→ Objective:
Copy the lines below exactly, from the first line of the items through the line containing "pixel 251 487", both ends included.

→ Data extract:
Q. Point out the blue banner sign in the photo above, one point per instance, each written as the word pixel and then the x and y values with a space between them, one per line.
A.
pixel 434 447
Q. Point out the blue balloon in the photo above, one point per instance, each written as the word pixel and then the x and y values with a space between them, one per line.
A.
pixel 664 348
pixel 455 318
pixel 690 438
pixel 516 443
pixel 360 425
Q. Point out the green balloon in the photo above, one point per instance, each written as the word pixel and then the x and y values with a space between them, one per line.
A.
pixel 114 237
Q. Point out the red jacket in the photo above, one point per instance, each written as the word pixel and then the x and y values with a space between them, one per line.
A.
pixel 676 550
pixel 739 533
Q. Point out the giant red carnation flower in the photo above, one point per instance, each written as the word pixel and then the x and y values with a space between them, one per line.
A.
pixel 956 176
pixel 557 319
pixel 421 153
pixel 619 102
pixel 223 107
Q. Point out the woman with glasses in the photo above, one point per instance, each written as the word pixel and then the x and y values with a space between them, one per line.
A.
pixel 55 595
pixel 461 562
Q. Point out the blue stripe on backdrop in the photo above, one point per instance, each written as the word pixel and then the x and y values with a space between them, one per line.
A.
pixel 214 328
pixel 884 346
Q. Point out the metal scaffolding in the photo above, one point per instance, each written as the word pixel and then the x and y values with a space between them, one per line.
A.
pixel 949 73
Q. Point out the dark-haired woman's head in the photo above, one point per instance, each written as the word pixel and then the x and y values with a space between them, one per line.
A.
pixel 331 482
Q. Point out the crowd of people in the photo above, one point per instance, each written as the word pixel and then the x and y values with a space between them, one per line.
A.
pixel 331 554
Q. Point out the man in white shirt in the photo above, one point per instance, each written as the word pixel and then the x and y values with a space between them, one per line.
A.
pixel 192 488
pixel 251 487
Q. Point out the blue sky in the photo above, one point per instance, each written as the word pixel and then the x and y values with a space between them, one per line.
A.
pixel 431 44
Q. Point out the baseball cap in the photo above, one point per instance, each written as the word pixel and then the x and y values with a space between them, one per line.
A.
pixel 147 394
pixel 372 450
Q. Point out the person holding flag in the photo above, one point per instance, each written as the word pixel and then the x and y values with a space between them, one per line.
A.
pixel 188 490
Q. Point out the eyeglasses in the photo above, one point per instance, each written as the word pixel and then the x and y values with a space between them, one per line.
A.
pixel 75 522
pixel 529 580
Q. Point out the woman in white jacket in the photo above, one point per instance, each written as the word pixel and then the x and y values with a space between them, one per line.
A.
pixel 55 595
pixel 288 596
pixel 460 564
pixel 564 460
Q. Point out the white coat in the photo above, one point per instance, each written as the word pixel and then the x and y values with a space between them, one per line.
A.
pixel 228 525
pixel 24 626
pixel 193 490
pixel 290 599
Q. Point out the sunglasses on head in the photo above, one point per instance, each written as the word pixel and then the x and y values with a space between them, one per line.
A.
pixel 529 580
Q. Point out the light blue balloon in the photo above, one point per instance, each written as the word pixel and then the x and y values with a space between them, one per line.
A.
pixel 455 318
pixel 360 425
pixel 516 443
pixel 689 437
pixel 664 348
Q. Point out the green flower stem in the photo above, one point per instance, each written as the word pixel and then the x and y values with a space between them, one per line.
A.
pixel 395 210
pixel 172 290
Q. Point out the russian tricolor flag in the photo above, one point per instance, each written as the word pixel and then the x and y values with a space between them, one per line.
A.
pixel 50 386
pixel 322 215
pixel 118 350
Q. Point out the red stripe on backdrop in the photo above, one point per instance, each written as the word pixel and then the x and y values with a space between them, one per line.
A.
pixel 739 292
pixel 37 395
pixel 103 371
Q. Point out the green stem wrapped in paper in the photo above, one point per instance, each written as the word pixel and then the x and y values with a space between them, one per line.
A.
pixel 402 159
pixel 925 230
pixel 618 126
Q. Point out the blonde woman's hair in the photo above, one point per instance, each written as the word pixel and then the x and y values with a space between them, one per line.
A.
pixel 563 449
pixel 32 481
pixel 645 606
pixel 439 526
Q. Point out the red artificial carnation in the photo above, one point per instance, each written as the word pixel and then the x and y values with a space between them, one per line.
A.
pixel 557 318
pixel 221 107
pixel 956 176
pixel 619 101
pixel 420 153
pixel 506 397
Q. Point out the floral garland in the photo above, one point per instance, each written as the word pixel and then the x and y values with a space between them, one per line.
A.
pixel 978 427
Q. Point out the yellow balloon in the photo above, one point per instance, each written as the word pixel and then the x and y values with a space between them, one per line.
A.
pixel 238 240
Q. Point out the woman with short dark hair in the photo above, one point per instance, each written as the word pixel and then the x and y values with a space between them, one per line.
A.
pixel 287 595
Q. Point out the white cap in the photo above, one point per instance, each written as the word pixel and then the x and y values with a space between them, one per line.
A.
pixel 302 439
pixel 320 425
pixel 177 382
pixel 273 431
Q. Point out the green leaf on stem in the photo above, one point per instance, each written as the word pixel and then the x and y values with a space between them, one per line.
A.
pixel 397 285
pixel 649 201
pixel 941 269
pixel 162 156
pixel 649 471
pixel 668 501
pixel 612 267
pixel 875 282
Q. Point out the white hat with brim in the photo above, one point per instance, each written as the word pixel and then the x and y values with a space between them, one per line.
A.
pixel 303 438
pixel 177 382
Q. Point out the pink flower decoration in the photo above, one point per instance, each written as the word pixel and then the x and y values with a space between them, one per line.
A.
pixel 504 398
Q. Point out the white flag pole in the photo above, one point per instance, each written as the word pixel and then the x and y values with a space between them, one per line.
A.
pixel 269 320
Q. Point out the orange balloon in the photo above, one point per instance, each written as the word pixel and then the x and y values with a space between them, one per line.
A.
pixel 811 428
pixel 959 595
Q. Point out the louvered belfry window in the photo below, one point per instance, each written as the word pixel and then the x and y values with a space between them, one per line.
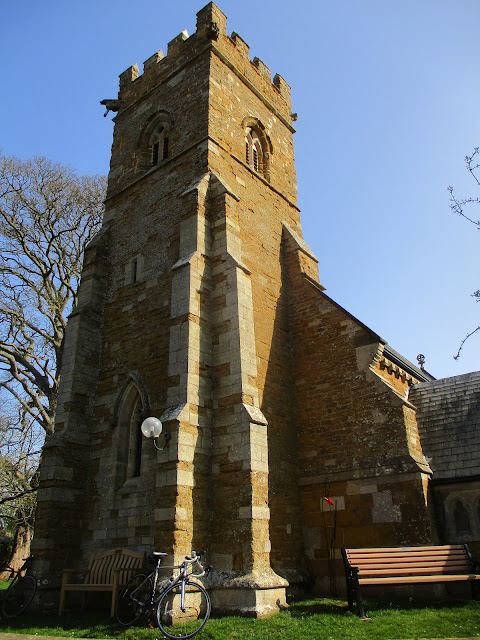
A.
pixel 253 150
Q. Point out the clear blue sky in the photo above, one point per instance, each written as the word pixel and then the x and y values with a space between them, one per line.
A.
pixel 388 98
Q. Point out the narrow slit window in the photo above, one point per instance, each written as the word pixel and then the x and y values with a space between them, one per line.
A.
pixel 253 150
pixel 160 146
pixel 155 153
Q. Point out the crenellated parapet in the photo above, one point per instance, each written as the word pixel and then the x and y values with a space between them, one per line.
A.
pixel 211 34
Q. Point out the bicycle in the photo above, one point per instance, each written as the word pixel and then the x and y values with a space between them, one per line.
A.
pixel 182 605
pixel 21 591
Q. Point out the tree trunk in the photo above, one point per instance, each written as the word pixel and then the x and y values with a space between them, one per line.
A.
pixel 20 549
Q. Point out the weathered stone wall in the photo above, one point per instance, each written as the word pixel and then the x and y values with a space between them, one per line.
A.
pixel 356 433
pixel 202 306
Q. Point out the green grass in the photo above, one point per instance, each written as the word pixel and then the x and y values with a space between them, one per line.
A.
pixel 313 619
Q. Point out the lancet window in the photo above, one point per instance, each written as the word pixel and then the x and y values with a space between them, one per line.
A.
pixel 253 150
pixel 159 145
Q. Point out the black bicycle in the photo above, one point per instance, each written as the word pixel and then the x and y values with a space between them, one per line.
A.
pixel 182 605
pixel 21 591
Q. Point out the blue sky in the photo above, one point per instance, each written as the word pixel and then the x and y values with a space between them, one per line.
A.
pixel 388 100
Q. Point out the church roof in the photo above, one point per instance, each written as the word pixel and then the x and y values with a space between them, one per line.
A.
pixel 448 415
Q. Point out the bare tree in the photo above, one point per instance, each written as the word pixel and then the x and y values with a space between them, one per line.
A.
pixel 462 206
pixel 20 447
pixel 47 216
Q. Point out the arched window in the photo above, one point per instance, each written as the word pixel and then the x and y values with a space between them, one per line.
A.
pixel 159 145
pixel 253 150
pixel 130 410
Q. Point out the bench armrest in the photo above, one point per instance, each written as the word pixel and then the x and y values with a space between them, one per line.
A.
pixel 69 572
pixel 75 570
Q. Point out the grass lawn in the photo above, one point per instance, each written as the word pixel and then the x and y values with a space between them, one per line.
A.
pixel 320 619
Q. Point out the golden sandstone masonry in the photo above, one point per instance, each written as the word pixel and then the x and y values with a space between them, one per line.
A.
pixel 200 304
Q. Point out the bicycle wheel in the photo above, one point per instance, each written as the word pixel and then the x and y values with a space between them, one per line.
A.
pixel 176 623
pixel 133 600
pixel 18 596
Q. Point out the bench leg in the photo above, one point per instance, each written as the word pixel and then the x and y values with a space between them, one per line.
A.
pixel 349 594
pixel 61 605
pixel 358 597
pixel 475 590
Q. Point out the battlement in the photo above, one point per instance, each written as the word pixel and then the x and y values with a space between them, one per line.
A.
pixel 211 31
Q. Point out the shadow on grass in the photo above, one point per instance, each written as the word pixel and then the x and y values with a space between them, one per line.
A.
pixel 93 625
pixel 326 606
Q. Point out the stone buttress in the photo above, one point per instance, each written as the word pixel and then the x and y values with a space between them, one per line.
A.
pixel 200 304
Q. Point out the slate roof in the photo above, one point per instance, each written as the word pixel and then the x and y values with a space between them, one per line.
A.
pixel 448 415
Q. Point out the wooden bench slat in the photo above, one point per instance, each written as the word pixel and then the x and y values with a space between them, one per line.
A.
pixel 377 550
pixel 412 560
pixel 413 566
pixel 106 572
pixel 419 579
pixel 406 565
pixel 398 571
pixel 397 556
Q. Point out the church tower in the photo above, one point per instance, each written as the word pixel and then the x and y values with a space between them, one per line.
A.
pixel 200 304
pixel 181 317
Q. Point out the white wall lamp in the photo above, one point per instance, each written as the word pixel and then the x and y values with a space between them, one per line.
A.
pixel 152 428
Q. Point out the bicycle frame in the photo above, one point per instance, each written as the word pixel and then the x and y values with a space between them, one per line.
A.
pixel 183 577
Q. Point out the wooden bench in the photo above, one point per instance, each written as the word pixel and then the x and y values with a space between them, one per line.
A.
pixel 107 571
pixel 406 565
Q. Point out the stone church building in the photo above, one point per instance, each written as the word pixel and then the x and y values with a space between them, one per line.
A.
pixel 201 304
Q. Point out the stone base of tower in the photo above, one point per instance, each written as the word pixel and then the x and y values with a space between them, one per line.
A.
pixel 250 595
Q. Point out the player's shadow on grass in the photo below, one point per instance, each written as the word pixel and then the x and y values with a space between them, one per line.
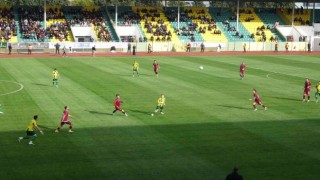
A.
pixel 97 112
pixel 139 111
pixel 234 107
pixel 46 127
pixel 39 84
pixel 285 98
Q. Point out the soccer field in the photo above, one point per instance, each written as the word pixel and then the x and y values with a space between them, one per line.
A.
pixel 208 127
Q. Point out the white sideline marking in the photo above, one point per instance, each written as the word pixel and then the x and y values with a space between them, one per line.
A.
pixel 271 74
pixel 21 87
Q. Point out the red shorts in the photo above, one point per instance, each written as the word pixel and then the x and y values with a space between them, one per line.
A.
pixel 65 122
pixel 118 108
pixel 306 91
pixel 258 101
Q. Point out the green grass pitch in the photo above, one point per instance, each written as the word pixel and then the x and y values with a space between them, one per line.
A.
pixel 208 127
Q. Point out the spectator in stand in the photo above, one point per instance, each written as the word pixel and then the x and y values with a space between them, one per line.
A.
pixel 129 48
pixel 10 48
pixel 202 47
pixel 93 50
pixel 57 45
pixel 29 49
pixel 188 47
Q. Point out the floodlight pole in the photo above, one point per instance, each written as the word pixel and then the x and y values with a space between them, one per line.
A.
pixel 178 14
pixel 293 14
pixel 116 14
pixel 313 12
pixel 238 4
pixel 45 14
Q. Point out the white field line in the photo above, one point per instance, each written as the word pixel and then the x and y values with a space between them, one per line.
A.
pixel 15 91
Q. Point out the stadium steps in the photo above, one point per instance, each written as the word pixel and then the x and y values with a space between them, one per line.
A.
pixel 269 18
pixel 307 15
pixel 19 34
pixel 70 36
pixel 110 27
pixel 208 36
pixel 13 39
pixel 316 18
pixel 230 35
pixel 178 45
pixel 254 24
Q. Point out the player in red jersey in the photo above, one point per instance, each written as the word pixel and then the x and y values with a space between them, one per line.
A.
pixel 306 92
pixel 117 102
pixel 156 67
pixel 257 100
pixel 65 120
pixel 242 70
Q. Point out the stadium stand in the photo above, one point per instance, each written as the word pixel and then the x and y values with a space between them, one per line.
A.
pixel 258 30
pixel 317 17
pixel 207 26
pixel 301 16
pixel 90 16
pixel 187 30
pixel 8 25
pixel 271 19
pixel 226 19
pixel 155 24
pixel 58 28
pixel 31 24
pixel 126 17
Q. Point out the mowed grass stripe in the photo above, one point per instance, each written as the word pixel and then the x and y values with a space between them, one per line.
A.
pixel 270 141
pixel 238 97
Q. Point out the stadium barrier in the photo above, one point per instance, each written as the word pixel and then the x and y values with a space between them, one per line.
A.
pixel 84 47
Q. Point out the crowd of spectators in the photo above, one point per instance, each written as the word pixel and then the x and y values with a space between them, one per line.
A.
pixel 30 22
pixel 85 18
pixel 7 24
pixel 154 25
pixel 58 29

→ Task result:
Q. Point out the blue banner sign in the photo above, one point per instance, each written as the word pixel and then the x and y values with a space between them, one per line.
A.
pixel 434 447
Q. Point out the blue balloon in the photo above, one point per instance, each written as the word pixel and then the x and y values with a space between them, one per line.
A.
pixel 664 348
pixel 455 318
pixel 690 438
pixel 516 443
pixel 360 425
Q. Point out the green balloon in the photo above, one point per instance, each written as the word pixel and then the x and y values with a space between them, one per line.
A.
pixel 114 237
Q. Point out the red jacket in the photo above, one point per instance, each written as the word pixel and then the x and y values with a space between them, one per line.
A.
pixel 676 550
pixel 739 533
Q. Point out the giant red carnation flower in the photo above, one point per instance, each written as the word pixel and then the x and y values with a space between them, one per line.
A.
pixel 956 176
pixel 557 319
pixel 421 153
pixel 619 102
pixel 223 107
Q. Point out the woman with glasses in the photo above, one point per instance, each written as the word pixel and then the x and y values with a space between them, one per line.
A.
pixel 55 595
pixel 461 562
Q. Point out the blue stripe on backdrop in the photo above, one point per instance, each written as the word pixel and then the x and y values with a space between them, one per line.
A.
pixel 214 328
pixel 884 346
Q. Point out the metal scaffolding in the photo above, one point per instance, each written as the word pixel and then the x and y values with a space between them, one per line.
A.
pixel 949 73
Q. Point out the dark-haired woman's head in the photo above, one point per instance, each written as the word pixel and then the x and y values with a space between them, one per line.
A.
pixel 331 482
Q. Point out the crowd of people in the photo above, one point per instance, each written as the word pixel and then the x and y values with a space between them, one per line.
A.
pixel 331 554
Q. Point out the man in white shirt in the photo above, one point per instance, each written as the word pixel and then the x and y values with a space between them, one per line.
A.
pixel 192 488
pixel 251 487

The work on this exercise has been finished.